AIM OF THE TASK: List every line of the entries below that contains the string "seek", copying each line in full.

DATA SUPPLIED:

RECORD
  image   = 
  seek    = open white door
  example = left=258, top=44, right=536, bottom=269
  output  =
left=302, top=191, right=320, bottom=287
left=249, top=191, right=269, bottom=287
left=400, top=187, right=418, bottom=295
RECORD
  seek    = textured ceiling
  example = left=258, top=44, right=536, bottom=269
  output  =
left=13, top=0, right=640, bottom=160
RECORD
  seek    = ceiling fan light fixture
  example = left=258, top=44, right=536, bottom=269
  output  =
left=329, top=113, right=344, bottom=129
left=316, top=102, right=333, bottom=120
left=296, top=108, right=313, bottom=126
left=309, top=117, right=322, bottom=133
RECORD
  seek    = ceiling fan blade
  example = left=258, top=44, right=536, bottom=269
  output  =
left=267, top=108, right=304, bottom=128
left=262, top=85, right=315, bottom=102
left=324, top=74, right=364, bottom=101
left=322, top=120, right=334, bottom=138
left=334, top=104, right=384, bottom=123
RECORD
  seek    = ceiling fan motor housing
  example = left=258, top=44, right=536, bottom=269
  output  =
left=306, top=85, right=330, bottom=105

* * *

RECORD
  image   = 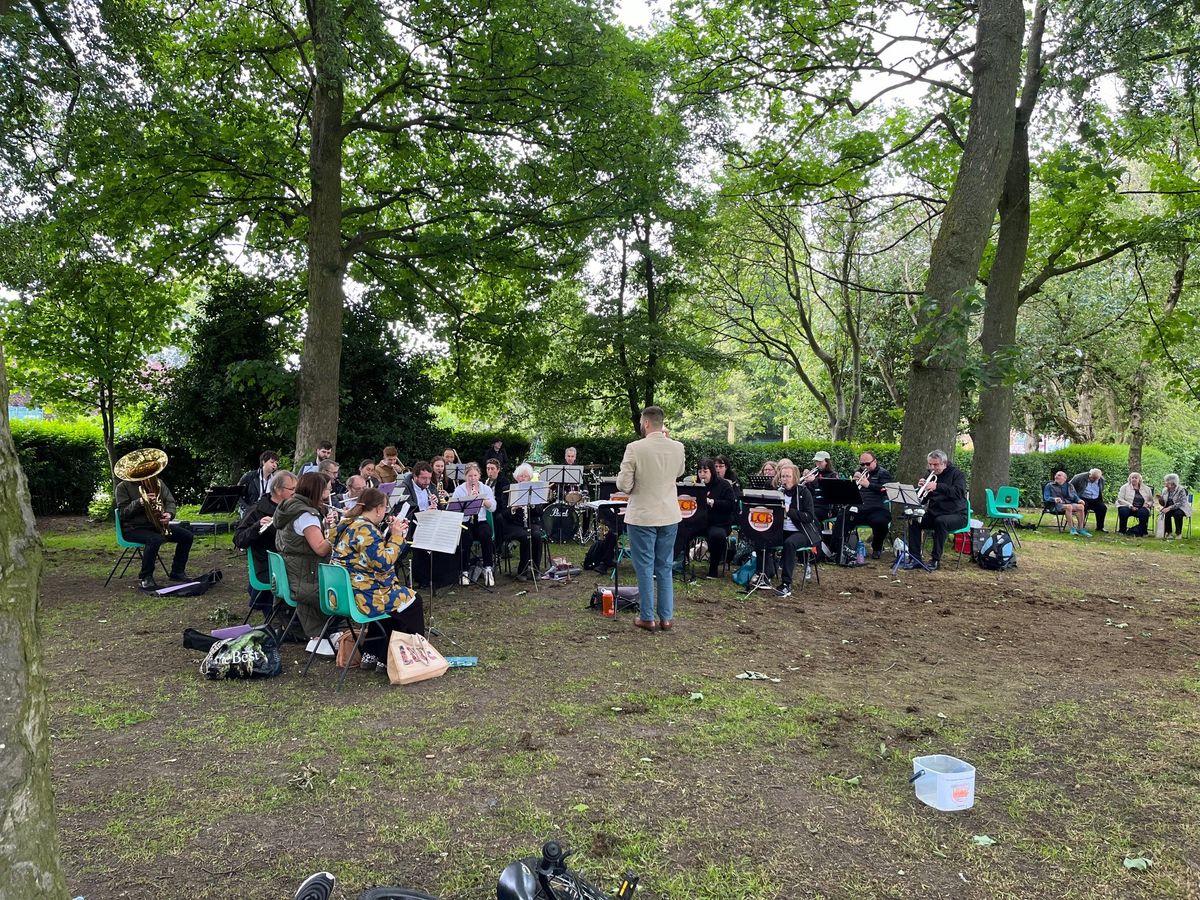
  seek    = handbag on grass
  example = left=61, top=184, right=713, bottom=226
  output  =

COMPLETED EXERCISE:
  seek    = open white door
  seek    = textured ceiling
  seek    = ceiling fan light fixture
  seek    = ceiling fan blade
  seek    = ceiling fan motor housing
  seek    = handbag on grass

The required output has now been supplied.